>> Start Given passage

Office Hours: Meserve 303, Thursday 3:00 - 4:30 pm
To request appointments outside of office hours, click here.
If you decide to swing by on a whim, and my office door is open, feel free to bug me.


Syllabus

Click here to download the syllabus.

When & Where

Lectures 2:50 - 4:30 pm, Mon & Wed Shillman 135
Questions 24/7 Campuswire (Group Join Code - 9007)
Written Submissions until 11:59 pm, due day Gradescope
Code Submissions until 11:59 pm, due day Varies, refer to assignment instructions


Textbook & References

Primary Text: Speech and Language Processing (3rd ed. draft, free online), Dan Jurafsky and James H. Martin

Additional References:
Statistical Machine Learning, Ch. 13: Neural Machine Translation (draft, free online), Philipp Koehn
Natural Language Processing (free online), Jacob Eisenstein, MIT Press
Mathematics for Machine Learning (free online), A. Aldo Faisal Deisenroth, and Cheng Soon Ong. Cambridge University Press


Grading

Grades will be based on the following split over course load:
  • Assignments: 40% (5 assignments, NOT equally weighted)
  • Project: 40% (20% for presentation, 20% for final report)
  • Labs: 20% (combination of in-class problems, and additional problems requiring self-study)


  • Final grades will be assigned based on the following scale (note open and closed intervals):
    A [93, 100]
    A- [90, 93)
    B+ [87, 90)
    B [82, 87)
    B- [80, 82)
    C+ [77, 80)
    C [72, 77)
    C- [70, 72)
    F [0, 70)

    Natural rounding will be used, i.e., percentages $\ge x.5$ get rounded up to the next integer, $x + 1$ (94.5 becomes 95, 94.4 does not).
    I reserve the right to curve grades at the end of the semester. While not guaranteed, if a curve is applied, it will necessarily be in students’ favor.

Policies

Homework Submissions

  • Written submissions & labs must be submitted to Gradescope by 11:59 pm Eastern on the due date. Written submissions must be in PDF format.

>> End Given passage
>> Start Data entries

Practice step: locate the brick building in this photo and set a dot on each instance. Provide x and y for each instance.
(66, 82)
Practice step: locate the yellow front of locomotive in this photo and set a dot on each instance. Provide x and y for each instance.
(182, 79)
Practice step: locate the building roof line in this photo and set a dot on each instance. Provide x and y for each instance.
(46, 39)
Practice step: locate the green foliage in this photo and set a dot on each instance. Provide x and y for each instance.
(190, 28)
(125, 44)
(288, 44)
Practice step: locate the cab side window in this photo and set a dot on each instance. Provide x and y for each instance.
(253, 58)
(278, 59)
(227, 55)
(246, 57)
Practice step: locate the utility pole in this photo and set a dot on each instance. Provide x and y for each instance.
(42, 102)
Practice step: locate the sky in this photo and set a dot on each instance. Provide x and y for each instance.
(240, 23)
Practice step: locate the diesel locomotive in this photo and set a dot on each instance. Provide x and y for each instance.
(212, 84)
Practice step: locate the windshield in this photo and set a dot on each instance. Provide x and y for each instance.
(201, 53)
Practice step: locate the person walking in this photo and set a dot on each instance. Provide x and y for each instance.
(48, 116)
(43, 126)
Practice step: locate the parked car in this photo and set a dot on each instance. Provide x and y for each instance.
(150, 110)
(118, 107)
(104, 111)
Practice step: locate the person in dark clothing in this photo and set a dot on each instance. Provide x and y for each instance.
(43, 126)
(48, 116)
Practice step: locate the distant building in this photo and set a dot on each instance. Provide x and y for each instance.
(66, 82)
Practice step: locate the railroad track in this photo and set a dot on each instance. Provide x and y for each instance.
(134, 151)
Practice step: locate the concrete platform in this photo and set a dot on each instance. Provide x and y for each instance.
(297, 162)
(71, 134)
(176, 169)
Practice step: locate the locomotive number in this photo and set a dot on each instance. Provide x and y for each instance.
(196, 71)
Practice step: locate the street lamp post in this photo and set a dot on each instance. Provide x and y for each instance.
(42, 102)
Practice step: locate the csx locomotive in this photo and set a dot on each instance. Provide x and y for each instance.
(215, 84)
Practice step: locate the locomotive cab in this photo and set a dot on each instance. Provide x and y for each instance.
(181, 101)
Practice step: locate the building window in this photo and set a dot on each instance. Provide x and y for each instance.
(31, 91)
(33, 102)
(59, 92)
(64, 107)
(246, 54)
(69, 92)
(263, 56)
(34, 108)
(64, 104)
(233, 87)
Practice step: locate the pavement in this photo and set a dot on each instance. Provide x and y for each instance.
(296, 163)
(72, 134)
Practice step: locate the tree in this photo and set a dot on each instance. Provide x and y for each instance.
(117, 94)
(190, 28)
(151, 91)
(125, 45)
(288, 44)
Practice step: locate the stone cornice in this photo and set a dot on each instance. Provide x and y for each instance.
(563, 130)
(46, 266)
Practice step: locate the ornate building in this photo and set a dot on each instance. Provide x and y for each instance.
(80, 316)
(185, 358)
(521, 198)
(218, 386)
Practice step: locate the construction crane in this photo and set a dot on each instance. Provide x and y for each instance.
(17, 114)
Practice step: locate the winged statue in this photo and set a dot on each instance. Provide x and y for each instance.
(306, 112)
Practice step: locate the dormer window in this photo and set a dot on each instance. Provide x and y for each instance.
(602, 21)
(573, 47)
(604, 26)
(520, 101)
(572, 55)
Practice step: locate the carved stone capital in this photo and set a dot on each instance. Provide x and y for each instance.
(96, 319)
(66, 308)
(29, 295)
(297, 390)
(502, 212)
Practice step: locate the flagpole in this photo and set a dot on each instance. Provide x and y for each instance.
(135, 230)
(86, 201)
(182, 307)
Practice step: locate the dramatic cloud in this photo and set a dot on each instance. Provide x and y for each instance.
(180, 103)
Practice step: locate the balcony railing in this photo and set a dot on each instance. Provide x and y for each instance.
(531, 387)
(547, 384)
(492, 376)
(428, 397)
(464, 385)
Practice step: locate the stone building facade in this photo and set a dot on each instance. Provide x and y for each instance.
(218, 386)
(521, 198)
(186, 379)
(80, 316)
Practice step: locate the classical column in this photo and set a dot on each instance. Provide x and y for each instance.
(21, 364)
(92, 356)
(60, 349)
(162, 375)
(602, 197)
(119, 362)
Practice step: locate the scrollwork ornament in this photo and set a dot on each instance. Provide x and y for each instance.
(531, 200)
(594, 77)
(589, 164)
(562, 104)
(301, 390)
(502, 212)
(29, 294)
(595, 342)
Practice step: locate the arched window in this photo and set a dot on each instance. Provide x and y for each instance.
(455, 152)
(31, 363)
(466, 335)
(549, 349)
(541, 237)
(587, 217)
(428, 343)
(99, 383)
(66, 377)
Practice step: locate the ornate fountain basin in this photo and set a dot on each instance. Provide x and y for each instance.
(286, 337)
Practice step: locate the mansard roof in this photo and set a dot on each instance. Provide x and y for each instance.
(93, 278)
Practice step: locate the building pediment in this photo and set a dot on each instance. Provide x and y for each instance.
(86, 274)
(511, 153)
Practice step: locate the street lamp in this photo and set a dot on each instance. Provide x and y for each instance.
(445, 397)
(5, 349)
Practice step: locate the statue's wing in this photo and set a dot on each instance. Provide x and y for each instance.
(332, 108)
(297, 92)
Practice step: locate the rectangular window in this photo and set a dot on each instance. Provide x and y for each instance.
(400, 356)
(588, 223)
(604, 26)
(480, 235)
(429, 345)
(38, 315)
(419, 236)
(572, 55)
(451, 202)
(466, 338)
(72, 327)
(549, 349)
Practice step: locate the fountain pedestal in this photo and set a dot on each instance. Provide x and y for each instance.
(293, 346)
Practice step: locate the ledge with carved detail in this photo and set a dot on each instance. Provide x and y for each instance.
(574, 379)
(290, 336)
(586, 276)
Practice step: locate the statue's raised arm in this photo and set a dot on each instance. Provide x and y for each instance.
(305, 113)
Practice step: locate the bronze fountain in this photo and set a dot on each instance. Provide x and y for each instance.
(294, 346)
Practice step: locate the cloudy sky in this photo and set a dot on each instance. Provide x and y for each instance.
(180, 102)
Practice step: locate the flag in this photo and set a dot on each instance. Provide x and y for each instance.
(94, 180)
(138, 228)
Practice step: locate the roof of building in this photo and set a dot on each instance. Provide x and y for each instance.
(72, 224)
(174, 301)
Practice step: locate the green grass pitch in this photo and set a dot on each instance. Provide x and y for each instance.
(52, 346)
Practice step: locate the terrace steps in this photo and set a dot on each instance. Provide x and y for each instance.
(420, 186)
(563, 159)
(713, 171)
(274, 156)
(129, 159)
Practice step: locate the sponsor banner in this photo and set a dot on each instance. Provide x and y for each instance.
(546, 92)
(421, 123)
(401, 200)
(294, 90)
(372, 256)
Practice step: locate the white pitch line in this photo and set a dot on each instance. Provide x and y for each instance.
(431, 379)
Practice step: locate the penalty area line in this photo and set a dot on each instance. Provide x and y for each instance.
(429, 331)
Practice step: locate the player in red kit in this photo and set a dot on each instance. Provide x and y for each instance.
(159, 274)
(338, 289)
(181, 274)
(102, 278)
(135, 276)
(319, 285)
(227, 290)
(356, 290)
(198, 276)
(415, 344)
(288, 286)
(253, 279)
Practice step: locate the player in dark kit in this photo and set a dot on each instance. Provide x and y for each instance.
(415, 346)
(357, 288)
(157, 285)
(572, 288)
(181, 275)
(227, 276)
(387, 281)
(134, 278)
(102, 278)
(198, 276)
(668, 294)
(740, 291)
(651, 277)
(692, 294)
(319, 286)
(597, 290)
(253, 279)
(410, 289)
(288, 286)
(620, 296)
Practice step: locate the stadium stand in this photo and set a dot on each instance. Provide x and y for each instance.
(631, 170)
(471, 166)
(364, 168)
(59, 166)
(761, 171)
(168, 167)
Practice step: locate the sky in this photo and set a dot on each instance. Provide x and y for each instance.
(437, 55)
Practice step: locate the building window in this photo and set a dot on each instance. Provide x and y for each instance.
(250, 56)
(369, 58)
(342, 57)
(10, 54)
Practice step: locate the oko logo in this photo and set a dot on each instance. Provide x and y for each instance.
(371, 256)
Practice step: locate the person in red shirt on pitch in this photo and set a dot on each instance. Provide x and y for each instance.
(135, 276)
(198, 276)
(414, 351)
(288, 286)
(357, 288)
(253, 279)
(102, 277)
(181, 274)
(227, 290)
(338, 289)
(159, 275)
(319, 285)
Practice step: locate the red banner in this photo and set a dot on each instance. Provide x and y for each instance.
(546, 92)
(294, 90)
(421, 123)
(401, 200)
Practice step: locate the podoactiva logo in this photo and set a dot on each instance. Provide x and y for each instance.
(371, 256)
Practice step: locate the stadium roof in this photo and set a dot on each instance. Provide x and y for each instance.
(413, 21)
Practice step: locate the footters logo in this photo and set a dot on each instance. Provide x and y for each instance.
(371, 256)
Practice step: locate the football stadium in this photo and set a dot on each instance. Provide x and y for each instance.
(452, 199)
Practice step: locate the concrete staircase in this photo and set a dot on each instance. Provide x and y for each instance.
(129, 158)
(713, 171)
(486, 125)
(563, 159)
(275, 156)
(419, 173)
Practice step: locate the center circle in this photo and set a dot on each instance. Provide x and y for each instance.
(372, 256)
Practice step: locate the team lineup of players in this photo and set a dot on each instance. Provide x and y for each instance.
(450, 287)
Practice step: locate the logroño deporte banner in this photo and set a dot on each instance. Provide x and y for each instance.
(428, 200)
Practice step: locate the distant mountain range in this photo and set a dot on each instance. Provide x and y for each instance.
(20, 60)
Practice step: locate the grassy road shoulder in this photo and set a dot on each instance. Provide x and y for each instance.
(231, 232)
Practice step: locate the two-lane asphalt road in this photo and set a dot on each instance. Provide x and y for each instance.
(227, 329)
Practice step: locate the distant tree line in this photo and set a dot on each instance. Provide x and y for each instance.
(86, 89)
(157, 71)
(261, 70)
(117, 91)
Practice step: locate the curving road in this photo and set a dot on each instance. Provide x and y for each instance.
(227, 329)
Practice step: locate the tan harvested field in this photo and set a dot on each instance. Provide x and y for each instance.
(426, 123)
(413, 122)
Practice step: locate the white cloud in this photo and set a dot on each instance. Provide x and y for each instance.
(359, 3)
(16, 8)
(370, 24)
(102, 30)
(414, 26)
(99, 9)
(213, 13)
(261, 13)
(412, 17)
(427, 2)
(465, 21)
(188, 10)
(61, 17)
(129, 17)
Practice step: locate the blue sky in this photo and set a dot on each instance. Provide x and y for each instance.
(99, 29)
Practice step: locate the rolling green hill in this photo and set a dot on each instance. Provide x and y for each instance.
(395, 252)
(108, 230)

>> End Data entries
>> Start Data entries

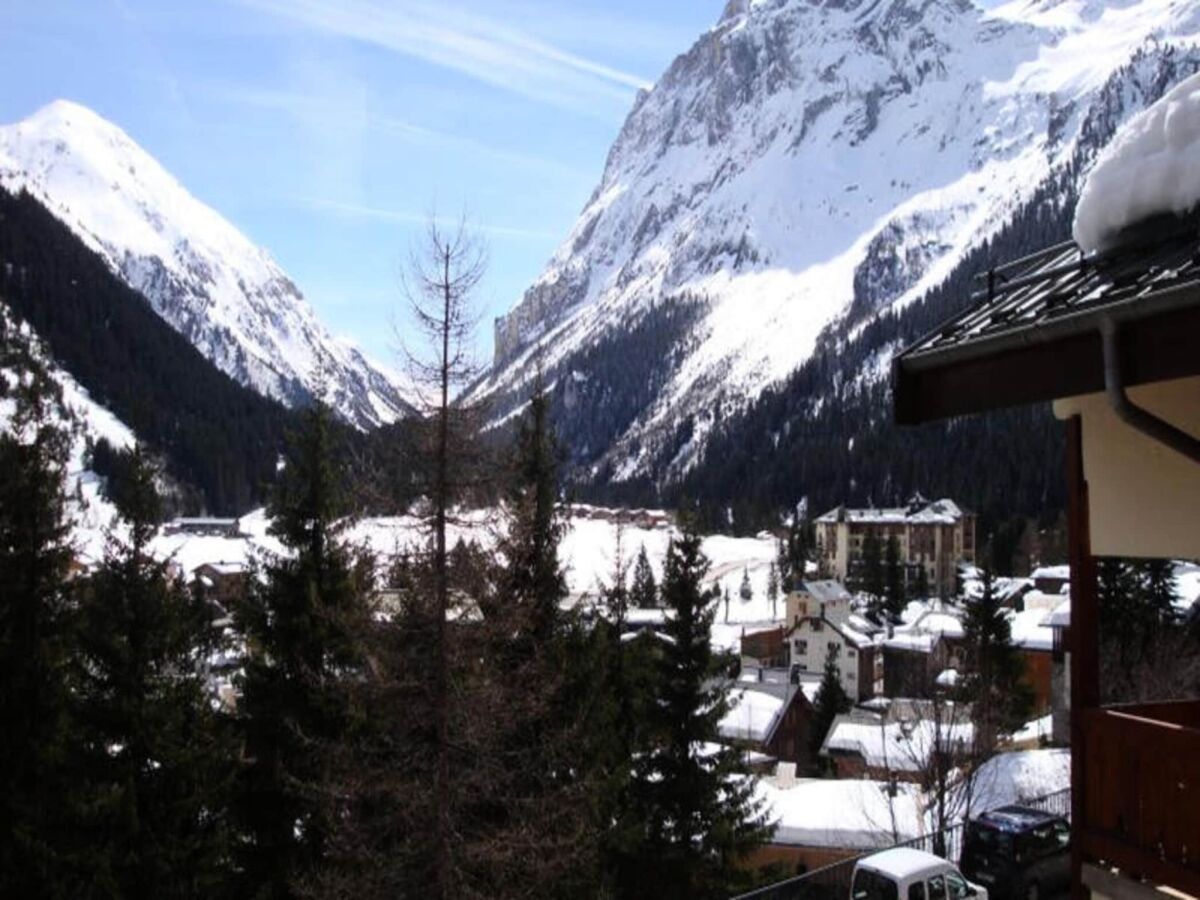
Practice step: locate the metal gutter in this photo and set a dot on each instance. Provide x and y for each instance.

>> End Data entries

§ Given request 1
According to the course page, when and where are lectures held?
§ Given request 2
Reproduce the portion of the course page starting at "Primary Text: Speech" and ending at "for final report)".
§ Given request 3
Based on the course page, explain why a score of 94.5 is rounded to 95 but a score of 94.4 is not.

§ Correct result 1
Lectures are held on Mondays and Wednesdays from 2:50 to 4:30 pm in Shillman 135.

§ Correct result 2
Primary Text: Speech and Language Processing (3rd ed. draft, free online), Dan Jurafsky and James H. Martin

Additional References:
Statistical Machine Learning, Ch. 13: Neural Machine Translation (draft, free online), Philipp Koehn
Natural Language Processing (free online), Jacob Eisenstein, MIT Press
Mathematics for Machine Learning (free online), A. Aldo Faisal Deisenroth, and Cheng Soon Ong. Cambridge University Press


Grading

Grades will be based on the following split over course load:
  • Assignments: 40% (5 assignments, NOT equally weighted)
  • Project: 40% (20% for presentation, 20% for final report)

§ Correct result 3
The course uses natural rounding, under which percentages at or above x.5 are rounded up to the next integer. A score of 94.5 meets that threshold and becomes 95. A score of 94.4 falls below it and is not rounded up.